How many lines in the entries below contain the word "ceiling"? Reply with the number only.

▶ _Named-object pointing records_:
##########
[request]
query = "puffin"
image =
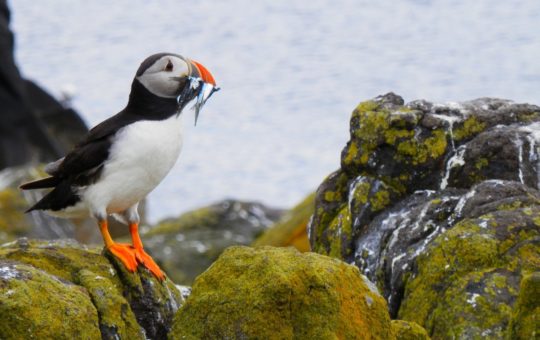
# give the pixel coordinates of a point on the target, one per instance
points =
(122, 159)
##########
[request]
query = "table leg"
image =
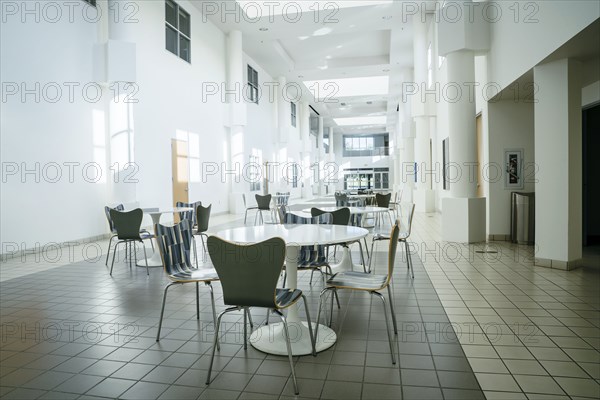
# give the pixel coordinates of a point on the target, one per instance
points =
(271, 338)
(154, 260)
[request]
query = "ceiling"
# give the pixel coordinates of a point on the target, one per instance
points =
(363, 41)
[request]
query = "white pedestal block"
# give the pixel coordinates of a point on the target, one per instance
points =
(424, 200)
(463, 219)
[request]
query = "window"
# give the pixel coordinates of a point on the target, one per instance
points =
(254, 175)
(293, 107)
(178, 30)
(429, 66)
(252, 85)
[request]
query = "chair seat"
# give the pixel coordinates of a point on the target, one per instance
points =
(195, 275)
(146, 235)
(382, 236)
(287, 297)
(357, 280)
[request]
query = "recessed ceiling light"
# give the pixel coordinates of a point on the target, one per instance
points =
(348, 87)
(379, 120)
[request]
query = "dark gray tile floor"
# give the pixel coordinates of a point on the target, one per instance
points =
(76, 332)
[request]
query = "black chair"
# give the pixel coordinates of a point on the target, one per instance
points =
##########
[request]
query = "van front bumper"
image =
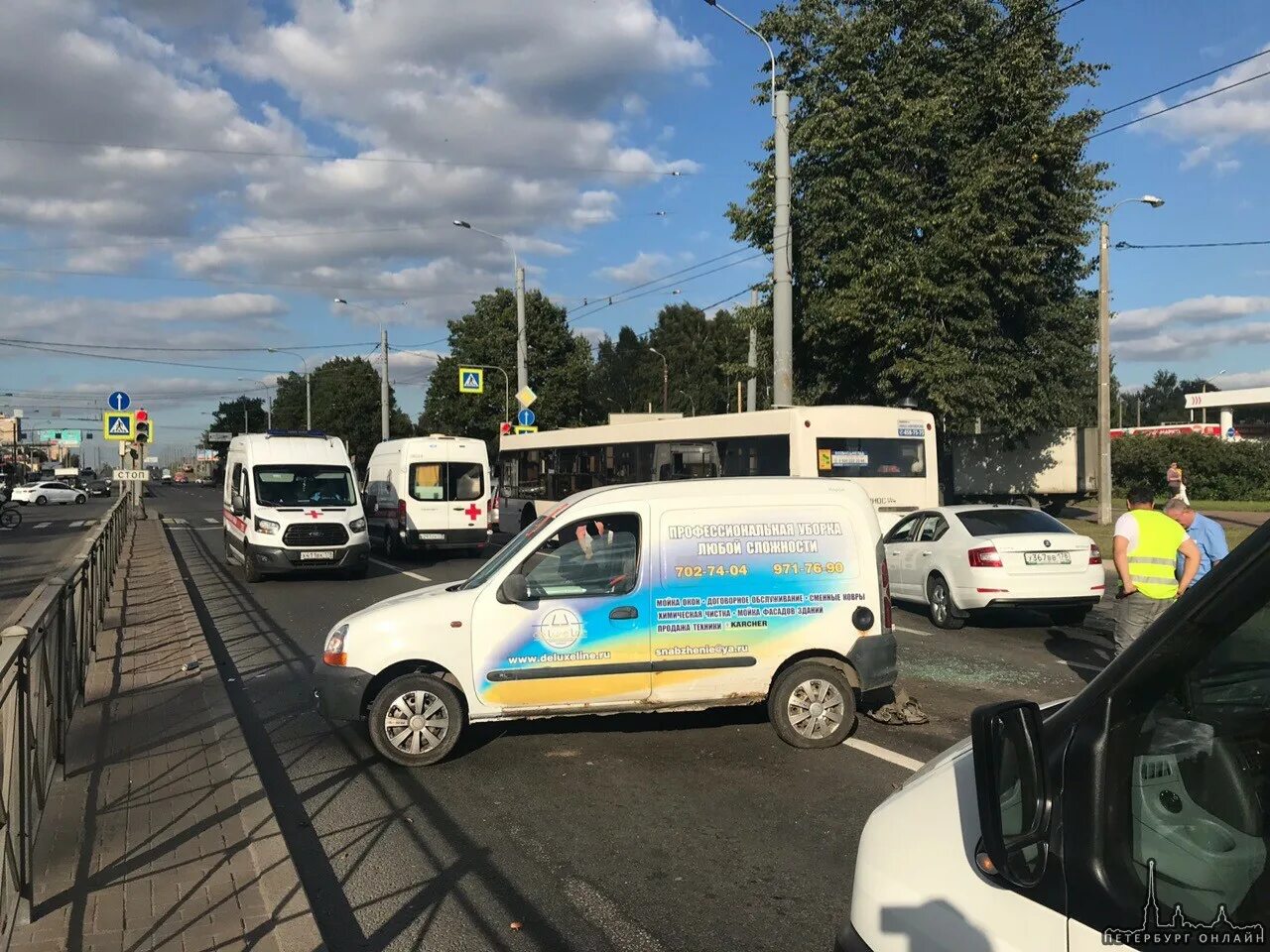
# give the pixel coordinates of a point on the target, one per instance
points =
##########
▶ _Solved problem_:
2